◆ **Условия заданий**
- a) Какого числа, согласно отрывку о походе русской армии в Восточную Пруссию, русские взяли Мемель?
- b) Продолжите отрывок о походе русской армии в Восточную Пруссию, начиная сразу после его последнего предложения.

◆ **Исходный текст**
__________
Для начала 70–тысячная русская армия в мае 1757 года вторгается в Восточную Пруссию, 24 июля берет Мемель, 19 августа громит корпус Левальда при Грос–Егерсдорфе. Остановить русских у Фридриха нет сил, но даже не это самое главное: навек пропала разбойничья слава «непобедимого» Фридриха. Его победили, он бежит, русские гаубицы ревут уже на территории Прус- сии, войска движутся на Кенигсберг — одну из столиц государства. При этом пруссаки и мечтать не могут о рейде на территорию России и об угрозе Петербургу или Москве. Соотношение сил катастрофически не в пользу Пруссии, и уже осенью 1757 года она полностью разгромлена. К ноябрю этого года вполне можно было если и не добиться от Пруссии безоговорочной капитуляции, то по крайней мере добиться ее выхода из войны и заключить с ней такой мир, которого отнюдь не заключают победители.

Еще одна очень важная деталь — прибалтийские немцы вовсе не рвутся воевать с «восточными варварами». Население оккупированных прусских земель преспокойно присягает русской императрице Елизавете Петровне и ведет себя вполне лояльно к русским.
__________
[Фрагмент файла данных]
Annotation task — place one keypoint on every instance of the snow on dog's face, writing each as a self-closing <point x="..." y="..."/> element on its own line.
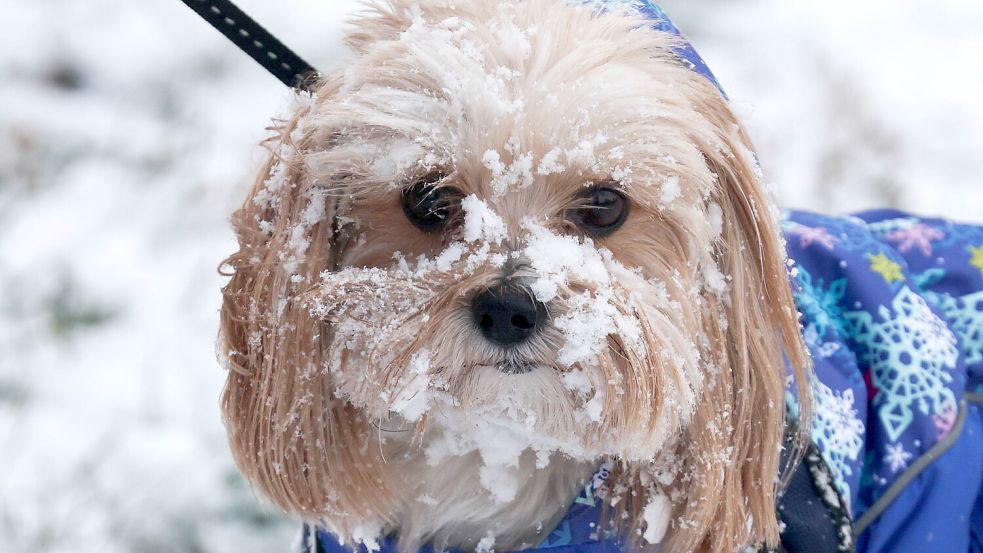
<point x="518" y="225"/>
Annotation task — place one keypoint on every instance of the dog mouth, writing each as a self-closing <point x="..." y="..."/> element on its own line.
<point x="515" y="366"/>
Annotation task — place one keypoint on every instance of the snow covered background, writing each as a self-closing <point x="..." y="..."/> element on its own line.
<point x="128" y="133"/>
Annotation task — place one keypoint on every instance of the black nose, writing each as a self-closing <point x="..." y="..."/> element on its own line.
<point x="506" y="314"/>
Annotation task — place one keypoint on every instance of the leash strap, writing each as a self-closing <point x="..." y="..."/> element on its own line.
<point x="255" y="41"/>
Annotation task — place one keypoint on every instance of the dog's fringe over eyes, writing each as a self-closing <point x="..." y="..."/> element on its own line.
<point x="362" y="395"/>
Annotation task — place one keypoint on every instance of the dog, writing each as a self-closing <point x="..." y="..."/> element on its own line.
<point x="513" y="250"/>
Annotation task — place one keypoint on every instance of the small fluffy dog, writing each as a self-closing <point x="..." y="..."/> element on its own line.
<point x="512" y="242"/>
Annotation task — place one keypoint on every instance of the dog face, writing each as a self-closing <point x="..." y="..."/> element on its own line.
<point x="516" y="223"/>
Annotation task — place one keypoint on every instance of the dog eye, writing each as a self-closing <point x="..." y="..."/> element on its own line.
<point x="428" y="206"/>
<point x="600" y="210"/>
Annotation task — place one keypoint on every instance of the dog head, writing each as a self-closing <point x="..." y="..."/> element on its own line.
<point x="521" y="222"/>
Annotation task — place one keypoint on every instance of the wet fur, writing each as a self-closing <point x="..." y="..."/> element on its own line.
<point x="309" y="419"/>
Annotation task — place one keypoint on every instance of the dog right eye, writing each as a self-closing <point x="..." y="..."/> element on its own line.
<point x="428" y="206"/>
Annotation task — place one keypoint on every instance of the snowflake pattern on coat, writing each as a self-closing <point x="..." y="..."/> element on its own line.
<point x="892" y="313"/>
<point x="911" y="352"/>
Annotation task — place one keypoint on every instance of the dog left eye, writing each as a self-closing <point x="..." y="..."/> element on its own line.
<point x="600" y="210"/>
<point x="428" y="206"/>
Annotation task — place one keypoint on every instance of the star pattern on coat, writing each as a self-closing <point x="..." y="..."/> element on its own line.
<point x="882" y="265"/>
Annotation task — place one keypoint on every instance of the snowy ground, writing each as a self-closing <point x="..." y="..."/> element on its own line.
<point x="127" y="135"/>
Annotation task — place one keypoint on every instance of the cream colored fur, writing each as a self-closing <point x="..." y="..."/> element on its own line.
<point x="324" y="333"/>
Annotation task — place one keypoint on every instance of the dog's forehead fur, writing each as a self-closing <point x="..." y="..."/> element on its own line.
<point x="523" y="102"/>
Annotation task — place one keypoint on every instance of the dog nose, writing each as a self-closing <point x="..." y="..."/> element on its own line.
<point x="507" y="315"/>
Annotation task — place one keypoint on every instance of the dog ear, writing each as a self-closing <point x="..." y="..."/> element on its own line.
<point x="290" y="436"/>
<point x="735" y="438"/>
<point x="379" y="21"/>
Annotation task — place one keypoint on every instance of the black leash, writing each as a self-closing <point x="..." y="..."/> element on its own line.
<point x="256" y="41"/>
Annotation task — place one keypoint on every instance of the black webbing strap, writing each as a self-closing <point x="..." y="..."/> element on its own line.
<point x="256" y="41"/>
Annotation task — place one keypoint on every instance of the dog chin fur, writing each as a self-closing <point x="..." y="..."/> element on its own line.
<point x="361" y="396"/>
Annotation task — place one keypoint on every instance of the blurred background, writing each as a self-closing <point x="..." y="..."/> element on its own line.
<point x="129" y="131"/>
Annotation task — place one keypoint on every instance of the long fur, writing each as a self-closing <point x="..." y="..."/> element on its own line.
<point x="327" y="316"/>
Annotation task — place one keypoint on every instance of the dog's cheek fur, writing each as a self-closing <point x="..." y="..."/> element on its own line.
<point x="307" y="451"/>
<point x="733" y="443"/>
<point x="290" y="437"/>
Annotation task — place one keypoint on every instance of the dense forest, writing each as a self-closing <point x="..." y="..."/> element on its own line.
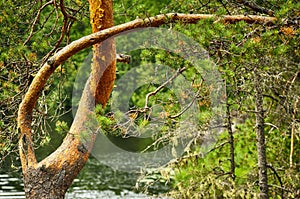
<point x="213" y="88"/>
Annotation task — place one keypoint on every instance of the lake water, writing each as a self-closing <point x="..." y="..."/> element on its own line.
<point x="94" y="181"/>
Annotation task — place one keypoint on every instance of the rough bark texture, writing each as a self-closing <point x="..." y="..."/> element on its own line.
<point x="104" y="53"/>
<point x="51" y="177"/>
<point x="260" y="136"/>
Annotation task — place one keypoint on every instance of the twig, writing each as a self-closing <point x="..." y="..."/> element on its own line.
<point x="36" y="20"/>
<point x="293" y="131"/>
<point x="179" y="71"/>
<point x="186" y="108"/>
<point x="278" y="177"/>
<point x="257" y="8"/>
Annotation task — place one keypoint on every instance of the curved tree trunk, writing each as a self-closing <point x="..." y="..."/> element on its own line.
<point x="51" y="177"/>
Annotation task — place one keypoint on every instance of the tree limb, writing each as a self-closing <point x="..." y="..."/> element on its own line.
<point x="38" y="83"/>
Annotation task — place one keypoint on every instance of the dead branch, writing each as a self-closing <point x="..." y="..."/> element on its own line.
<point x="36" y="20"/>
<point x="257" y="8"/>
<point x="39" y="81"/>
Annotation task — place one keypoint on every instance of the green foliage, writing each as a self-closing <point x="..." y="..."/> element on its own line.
__________
◆ **Ответы к упражнению**
- a) 24 июля.

- b)
Только случайно Пруссия не была завоевана уже в 1757 или в 1758 году. Причина этого — династическая ситуация в самом государстве Российском. Елизавета Петровна больна, может скончаться в любой момент, а наследник престола — как сказали бы в наши дни, «упертый фанат» Фридриха. Все понимают, что как только на престоле окажется Петр Федорович, с Пруссией тут же заключат мир, а воевавший с войсками Фридриха генерал тут же угодит в опалу.

18 октября при выходе из церкви падает без сознания Елизавета Петровна. Поднять ее?! Но как будто нельзя трогать людей, когда у них удар… Померла?! Вроде бы дышит… Императрицу накрывают полотном, но не поднимают с земли, ждут — оклемается или нет? Через два часа императрица встает и хотя долго болеет, опасности для ее жизни нет.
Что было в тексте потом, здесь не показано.